### WHAT IS NEEDED
Please extract, in full, every line of the material below that contains the word "body". Case counts.

### INPUT MATERIAL
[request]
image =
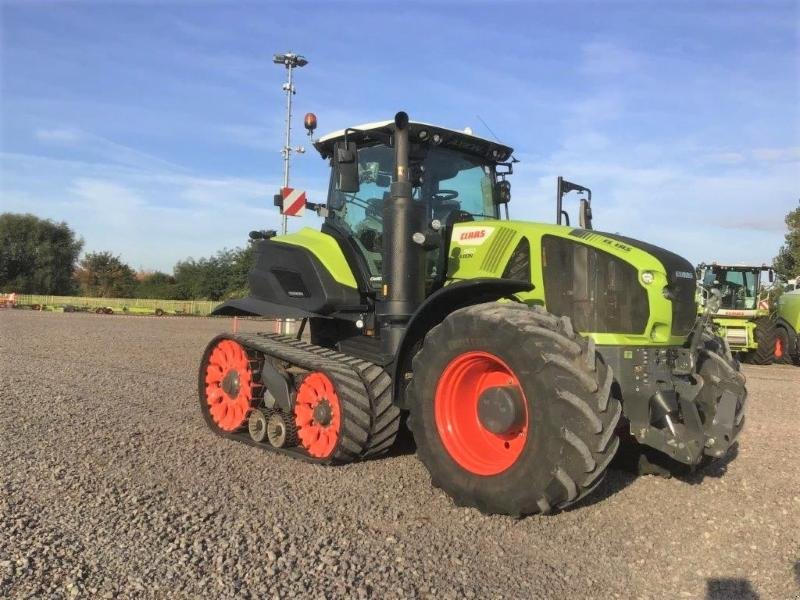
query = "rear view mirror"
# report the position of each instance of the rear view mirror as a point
(503, 195)
(345, 166)
(585, 214)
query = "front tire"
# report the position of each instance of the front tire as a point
(557, 447)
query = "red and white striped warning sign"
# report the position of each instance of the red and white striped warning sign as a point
(293, 202)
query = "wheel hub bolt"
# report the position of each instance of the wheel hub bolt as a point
(501, 409)
(231, 384)
(323, 414)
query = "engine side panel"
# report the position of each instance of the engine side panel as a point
(483, 249)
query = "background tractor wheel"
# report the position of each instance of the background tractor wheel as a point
(765, 334)
(511, 410)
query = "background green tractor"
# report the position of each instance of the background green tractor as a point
(743, 317)
(787, 323)
(519, 351)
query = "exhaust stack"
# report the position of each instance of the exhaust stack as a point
(403, 260)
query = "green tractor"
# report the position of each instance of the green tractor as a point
(787, 323)
(519, 352)
(743, 317)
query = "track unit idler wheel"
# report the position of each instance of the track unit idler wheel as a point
(257, 425)
(318, 415)
(227, 385)
(281, 431)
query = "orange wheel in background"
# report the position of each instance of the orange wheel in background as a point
(228, 385)
(318, 415)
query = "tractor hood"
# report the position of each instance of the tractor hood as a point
(608, 284)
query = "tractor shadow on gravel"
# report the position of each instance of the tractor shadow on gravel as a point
(632, 462)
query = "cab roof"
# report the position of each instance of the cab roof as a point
(425, 133)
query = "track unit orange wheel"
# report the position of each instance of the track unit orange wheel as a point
(318, 415)
(481, 413)
(228, 385)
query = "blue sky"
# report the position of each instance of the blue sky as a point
(154, 128)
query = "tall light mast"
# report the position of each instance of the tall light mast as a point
(291, 61)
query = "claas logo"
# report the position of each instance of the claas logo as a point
(473, 235)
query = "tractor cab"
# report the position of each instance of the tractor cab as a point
(742, 318)
(742, 292)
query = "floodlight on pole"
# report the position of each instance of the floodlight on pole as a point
(291, 61)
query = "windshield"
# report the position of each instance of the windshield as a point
(739, 289)
(452, 187)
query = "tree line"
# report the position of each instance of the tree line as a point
(40, 256)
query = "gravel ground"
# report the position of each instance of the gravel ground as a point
(112, 486)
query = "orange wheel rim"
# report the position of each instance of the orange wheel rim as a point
(468, 442)
(318, 415)
(229, 385)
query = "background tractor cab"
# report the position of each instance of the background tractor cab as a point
(743, 317)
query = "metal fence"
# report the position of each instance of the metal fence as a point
(122, 305)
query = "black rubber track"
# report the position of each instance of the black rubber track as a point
(572, 414)
(765, 334)
(369, 426)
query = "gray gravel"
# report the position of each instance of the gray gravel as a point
(113, 487)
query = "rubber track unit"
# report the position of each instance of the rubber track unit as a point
(582, 413)
(765, 334)
(370, 418)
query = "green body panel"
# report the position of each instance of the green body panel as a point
(732, 329)
(326, 249)
(789, 309)
(482, 249)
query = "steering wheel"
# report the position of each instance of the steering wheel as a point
(445, 195)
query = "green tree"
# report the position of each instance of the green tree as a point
(220, 276)
(101, 274)
(787, 263)
(37, 256)
(156, 285)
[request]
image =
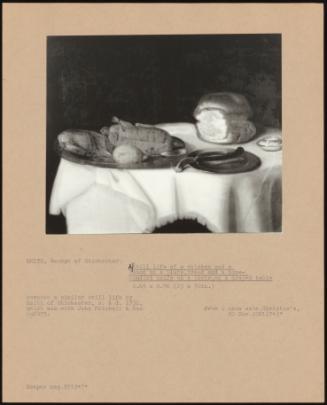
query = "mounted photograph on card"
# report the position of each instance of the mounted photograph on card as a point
(164, 134)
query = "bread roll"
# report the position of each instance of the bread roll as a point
(223, 118)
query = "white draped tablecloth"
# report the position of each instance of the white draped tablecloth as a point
(100, 200)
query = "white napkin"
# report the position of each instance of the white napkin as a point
(110, 201)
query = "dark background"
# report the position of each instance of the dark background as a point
(153, 79)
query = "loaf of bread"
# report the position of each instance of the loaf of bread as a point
(84, 142)
(147, 138)
(224, 118)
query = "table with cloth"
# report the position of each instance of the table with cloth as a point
(98, 200)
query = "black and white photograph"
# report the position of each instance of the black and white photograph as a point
(164, 134)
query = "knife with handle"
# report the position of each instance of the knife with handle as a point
(213, 158)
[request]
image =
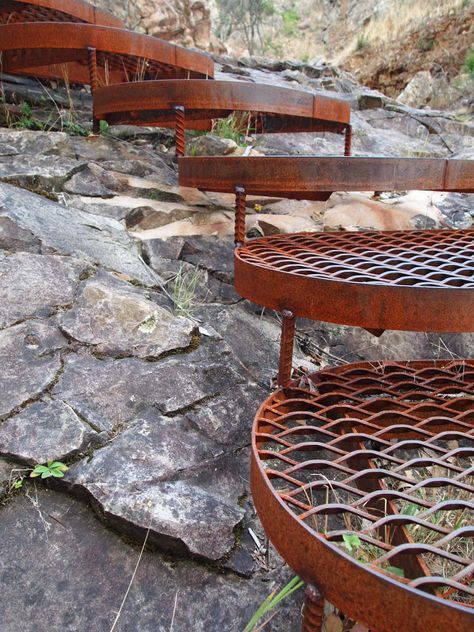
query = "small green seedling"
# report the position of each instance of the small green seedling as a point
(361, 551)
(352, 542)
(273, 600)
(52, 468)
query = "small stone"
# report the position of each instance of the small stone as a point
(29, 361)
(16, 239)
(47, 430)
(130, 480)
(92, 181)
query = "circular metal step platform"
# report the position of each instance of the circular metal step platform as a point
(363, 479)
(410, 280)
(272, 109)
(316, 177)
(12, 11)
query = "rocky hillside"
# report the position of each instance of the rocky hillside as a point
(127, 354)
(383, 43)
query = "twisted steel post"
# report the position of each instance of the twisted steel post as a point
(348, 141)
(286, 347)
(313, 610)
(240, 204)
(180, 139)
(94, 83)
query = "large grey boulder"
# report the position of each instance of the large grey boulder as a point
(418, 91)
(29, 362)
(111, 393)
(117, 319)
(145, 480)
(48, 430)
(36, 285)
(69, 573)
(70, 231)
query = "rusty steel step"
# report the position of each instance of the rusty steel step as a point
(192, 104)
(44, 48)
(362, 477)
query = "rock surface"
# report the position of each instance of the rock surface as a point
(30, 361)
(153, 410)
(87, 565)
(44, 431)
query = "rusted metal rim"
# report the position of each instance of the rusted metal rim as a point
(56, 11)
(373, 443)
(409, 280)
(304, 177)
(273, 109)
(122, 55)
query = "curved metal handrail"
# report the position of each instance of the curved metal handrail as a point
(192, 103)
(12, 11)
(121, 55)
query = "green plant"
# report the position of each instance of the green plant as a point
(365, 552)
(362, 41)
(273, 600)
(469, 63)
(184, 290)
(290, 19)
(51, 468)
(234, 127)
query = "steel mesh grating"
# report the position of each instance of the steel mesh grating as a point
(384, 452)
(410, 258)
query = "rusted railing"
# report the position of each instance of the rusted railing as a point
(361, 475)
(364, 473)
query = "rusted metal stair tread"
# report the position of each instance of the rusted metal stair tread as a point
(316, 177)
(273, 109)
(382, 452)
(43, 48)
(12, 11)
(411, 280)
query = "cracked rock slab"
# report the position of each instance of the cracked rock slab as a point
(43, 431)
(110, 393)
(74, 575)
(119, 320)
(29, 361)
(134, 481)
(17, 239)
(34, 170)
(34, 285)
(70, 231)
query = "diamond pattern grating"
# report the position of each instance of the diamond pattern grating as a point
(411, 258)
(408, 280)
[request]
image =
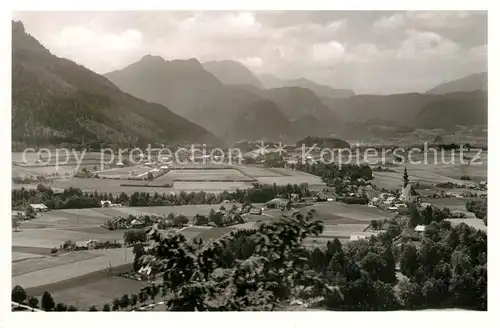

### ANSWER TO THE PROBLEM
query = "green body panel"
# report the position of each instance of the green body panel as a point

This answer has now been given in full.